__Assigned task__. Repeat the records. Match each character exactly.

Dataset entries
• • • •
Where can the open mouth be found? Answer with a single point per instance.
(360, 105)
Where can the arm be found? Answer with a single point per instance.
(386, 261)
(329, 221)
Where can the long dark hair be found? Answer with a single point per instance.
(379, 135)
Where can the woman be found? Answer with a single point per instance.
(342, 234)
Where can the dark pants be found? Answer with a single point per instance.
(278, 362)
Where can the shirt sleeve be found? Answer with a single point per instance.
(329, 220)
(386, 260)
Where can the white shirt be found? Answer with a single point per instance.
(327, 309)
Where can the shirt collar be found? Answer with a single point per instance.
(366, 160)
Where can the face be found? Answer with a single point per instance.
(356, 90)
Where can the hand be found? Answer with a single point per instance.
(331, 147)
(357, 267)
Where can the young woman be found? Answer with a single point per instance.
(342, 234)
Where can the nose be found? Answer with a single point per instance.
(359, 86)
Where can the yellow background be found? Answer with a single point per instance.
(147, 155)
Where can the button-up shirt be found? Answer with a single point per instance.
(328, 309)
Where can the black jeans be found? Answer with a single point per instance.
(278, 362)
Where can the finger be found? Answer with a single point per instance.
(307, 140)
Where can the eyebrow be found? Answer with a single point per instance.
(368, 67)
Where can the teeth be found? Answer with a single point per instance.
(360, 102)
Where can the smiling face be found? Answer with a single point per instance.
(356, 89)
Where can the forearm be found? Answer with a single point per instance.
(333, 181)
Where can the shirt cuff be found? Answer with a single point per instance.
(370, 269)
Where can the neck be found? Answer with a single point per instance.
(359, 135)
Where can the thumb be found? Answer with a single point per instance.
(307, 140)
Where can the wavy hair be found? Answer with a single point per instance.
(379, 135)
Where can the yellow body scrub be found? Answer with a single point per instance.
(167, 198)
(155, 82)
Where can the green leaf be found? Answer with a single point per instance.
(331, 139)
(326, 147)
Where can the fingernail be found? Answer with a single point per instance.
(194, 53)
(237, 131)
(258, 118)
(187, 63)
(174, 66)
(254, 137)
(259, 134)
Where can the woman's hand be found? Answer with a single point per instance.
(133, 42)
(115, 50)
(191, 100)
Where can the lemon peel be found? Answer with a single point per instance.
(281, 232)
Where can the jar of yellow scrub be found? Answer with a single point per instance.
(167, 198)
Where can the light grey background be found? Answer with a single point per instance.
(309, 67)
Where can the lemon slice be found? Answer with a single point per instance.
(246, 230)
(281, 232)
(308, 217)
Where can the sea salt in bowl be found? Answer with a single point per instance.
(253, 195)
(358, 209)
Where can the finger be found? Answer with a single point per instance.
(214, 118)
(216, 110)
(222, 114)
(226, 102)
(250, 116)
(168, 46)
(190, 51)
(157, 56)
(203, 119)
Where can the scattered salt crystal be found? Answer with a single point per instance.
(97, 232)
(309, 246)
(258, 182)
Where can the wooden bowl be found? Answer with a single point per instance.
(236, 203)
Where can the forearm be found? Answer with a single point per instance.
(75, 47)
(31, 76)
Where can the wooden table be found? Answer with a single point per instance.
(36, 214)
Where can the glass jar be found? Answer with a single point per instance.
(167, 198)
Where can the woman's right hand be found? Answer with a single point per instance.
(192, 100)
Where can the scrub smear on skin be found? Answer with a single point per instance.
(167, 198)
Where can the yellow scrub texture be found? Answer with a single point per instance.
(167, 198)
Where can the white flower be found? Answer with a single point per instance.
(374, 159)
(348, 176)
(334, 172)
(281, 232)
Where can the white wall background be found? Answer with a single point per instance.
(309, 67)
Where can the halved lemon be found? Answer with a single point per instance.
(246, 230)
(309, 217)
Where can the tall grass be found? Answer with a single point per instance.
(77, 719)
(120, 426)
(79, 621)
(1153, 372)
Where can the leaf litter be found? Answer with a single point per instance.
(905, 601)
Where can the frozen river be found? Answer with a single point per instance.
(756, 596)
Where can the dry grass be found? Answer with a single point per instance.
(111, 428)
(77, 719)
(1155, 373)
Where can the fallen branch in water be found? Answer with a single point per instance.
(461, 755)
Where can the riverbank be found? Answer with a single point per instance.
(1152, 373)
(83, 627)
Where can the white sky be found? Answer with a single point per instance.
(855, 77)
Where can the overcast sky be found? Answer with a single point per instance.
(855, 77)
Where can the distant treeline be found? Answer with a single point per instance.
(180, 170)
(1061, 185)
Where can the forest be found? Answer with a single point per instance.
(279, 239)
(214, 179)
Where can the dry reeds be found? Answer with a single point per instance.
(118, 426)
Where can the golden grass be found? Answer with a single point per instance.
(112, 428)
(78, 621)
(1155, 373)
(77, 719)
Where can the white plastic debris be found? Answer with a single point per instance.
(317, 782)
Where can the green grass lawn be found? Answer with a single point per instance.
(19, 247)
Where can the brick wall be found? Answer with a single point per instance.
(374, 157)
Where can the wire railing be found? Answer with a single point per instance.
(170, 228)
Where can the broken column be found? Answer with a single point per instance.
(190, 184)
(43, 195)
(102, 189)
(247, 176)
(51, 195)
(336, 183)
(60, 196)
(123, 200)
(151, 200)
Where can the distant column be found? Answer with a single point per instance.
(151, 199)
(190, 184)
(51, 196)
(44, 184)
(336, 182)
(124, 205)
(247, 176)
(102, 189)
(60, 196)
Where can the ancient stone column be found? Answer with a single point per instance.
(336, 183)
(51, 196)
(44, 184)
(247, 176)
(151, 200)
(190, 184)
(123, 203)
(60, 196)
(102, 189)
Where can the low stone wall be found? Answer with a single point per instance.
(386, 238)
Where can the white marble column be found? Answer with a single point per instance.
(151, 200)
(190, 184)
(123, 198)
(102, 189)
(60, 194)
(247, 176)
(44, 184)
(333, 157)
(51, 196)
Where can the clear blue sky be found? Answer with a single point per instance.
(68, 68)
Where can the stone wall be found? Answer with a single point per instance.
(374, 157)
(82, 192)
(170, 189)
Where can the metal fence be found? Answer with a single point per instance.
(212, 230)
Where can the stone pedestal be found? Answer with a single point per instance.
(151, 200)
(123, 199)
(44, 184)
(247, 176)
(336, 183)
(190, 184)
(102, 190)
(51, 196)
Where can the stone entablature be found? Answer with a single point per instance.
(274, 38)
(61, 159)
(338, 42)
• • • •
__Exercise result__.
Where can the open mouth be found? Answer with a single point per instance.
(360, 105)
Where can the arm be found? Answer with a single point per instance.
(386, 261)
(329, 221)
Where can the long dark hair be found? Answer with a single point per instance.
(379, 135)
Where can the woman be found? Answer with a single point per instance.
(342, 234)
Where can the dark pants be found? Answer with a single point per instance.
(278, 362)
Where can the shirt sleeve be found? Answer with a single point per instance.
(329, 220)
(386, 260)
Where can the white shirt be found? Answer with a single point per instance.
(327, 309)
Where can the shirt collar be found? Answer with a single point per instance.
(366, 160)
Where can the face be found? Answer with a single point per instance.
(356, 90)
Where can the hand be found? Answer with a single point per instance.
(331, 147)
(357, 267)
Where can the young woman be found? Answer with a single point per instance.
(342, 234)
Where can the nose be found? Answer with a single point per instance.
(359, 86)
Where can the yellow background be found? Answer with a single point per instance.
(147, 155)
Where can the button-up shirt be found? Answer with a single point per instance.
(328, 309)
Where can the black jeans be found? Answer with a single point per instance.
(278, 362)
Where can the finger be found? Answer with a single point per instance.
(307, 140)
Where can the eyebrow be found? Answer with a single point per instance.
(368, 67)
Where can the teeth be found? Answer with a single point per instance.
(360, 102)
Where can the smiling face be found? Answer with a single point per instance.
(356, 89)
Where can the forearm be found? Answer with a single point per instance.
(333, 181)
Where can the shirt cuff be found? Answer with a single point per instance.
(370, 269)
Where can the neck be found? Answer with a single point per instance.
(359, 135)
Where can the thumb be found? Answer with a single point per instance.
(307, 140)
Where can the wavy hair be found? Answer with a single point per instance.
(379, 135)
Where can the yellow body scrub be found? Answer with a single point per instance.
(167, 198)
(155, 82)
Where can the green leaf be found? Answer with a single point per instance.
(331, 139)
(326, 147)
Where can the fingernail be found? Answer with a single point per instance.
(194, 53)
(237, 131)
(258, 118)
(187, 63)
(174, 66)
(254, 137)
(259, 134)
Where can the woman's hand be found? Answer with a single point per instance.
(133, 42)
(115, 50)
(191, 100)
Where can the lemon peel be found? Answer with a single point per instance.
(281, 232)
Where can the jar of yellow scrub be found? Answer with a single point per instance.
(167, 198)
Where can the light grey background be found? Answer with a single point per instance.
(309, 67)
Where can the lemon slice be found? Answer with a single point per instance.
(246, 230)
(281, 232)
(308, 217)
Where can the sea salt in bowl be found? Answer with a single point per instance.
(253, 195)
(358, 209)
Where can the finger be found? Answer with a single point per instance.
(214, 118)
(216, 110)
(222, 114)
(226, 102)
(250, 116)
(168, 46)
(190, 51)
(157, 56)
(203, 119)
Where can the scattered salt crystal be found? Answer with a single point per instance.
(97, 232)
(309, 246)
(258, 182)
Where can the wooden bowl be found? Answer with a single point per instance.
(236, 203)
Where can the forearm be found? Answer with a single point per instance.
(75, 47)
(31, 76)
Where can the wooden table be found? Answer with a single point per instance.
(36, 214)
Where can the glass jar be found? Answer with a single point per instance.
(167, 198)
Where can the woman's right hand be found? Answer with a single point per instance.
(192, 100)
Where can the scrub smear on skin be found? Answer with a single point per instance.
(167, 198)
Where can the yellow scrub texture be found? Answer with a single point per instance.
(167, 198)
Where can the white flower be found? Answer with a single point per instance.
(374, 159)
(348, 176)
(334, 172)
(281, 232)
Where can the white wall background be found? Answer with a single point per instance.
(309, 67)
Where can the halved lemon be found? Answer with a single point per instance.
(246, 230)
(309, 217)
Where can the tall grass be found? Answer with a single point per instance.
(77, 719)
(120, 426)
(79, 621)
(1153, 372)
Where can the leaf litter be found? Answer with a single point per instance.
(905, 601)
Where can the frozen river be found? Answer with a single point per instance.
(756, 596)
Where can the dry grass be found? Answer with a single point per instance.
(111, 428)
(77, 719)
(1155, 373)
Where can the fallen branch in water be found? Answer with a single point per instance.
(461, 755)
Where can the riverbank be found? Answer with a single point per instance.
(1152, 373)
(83, 627)
Where can the white sky be found? Answer with a single point per instance.
(855, 77)
Where can the overcast sky be found? Answer with a single point per instance.
(855, 77)
Where can the distant treeline be found? Answer with a single point per instance.
(180, 170)
(1061, 185)
Where can the forest be found? Answer with a single point per instance.
(279, 239)
(214, 179)
Where can the dry reeds be found? Answer with a single point per instance.
(118, 426)
Where can the golden grass be found? Answer with a single point per instance.
(112, 428)
(78, 621)
(1155, 373)
(77, 719)
Where can the white plastic debris be found? Answer with a single point per instance.
(317, 782)
Where can the green grass lawn be found? Answer with a single point per instance.
(19, 247)
Where can the brick wall be found? Answer with a single point per instance.
(374, 157)
Where can the wire railing be found? Answer with a single point per instance.
(170, 228)
Where can the broken column be found? Answer with a single point per instance.
(190, 184)
(43, 195)
(102, 189)
(247, 176)
(51, 195)
(336, 183)
(60, 196)
(123, 200)
(151, 200)
Where can the distant column be found? Answer with a single point per instance.
(151, 199)
(190, 184)
(51, 196)
(44, 184)
(336, 182)
(124, 205)
(247, 176)
(102, 189)
(60, 196)
Where can the ancient stone column be found? Answer with a single point per instance.
(336, 183)
(51, 196)
(44, 184)
(247, 176)
(151, 200)
(190, 184)
(123, 203)
(60, 196)
(102, 189)
Where can the low stone wall be found? Answer with a single point per instance.
(386, 238)
Where can the white marble column be found? Answer with a single point per instance.
(151, 200)
(190, 184)
(123, 198)
(102, 189)
(60, 194)
(247, 176)
(44, 184)
(333, 157)
(51, 196)
Where can the clear blue sky be found? Answer with a single point per instance.
(68, 68)
Where can the stone wall be found? Answer with a single point per instance.
(374, 157)
(82, 192)
(170, 189)
Where can the metal fence be found? Answer with a single point per instance.
(212, 230)
Where can the stone pedestal be found? Answer with a single point per instance.
(151, 200)
(123, 199)
(44, 184)
(247, 176)
(336, 183)
(190, 184)
(102, 190)
(51, 196)
Where can the stone entablature be found? Answer with a single point per instance.
(274, 38)
(61, 159)
(338, 42)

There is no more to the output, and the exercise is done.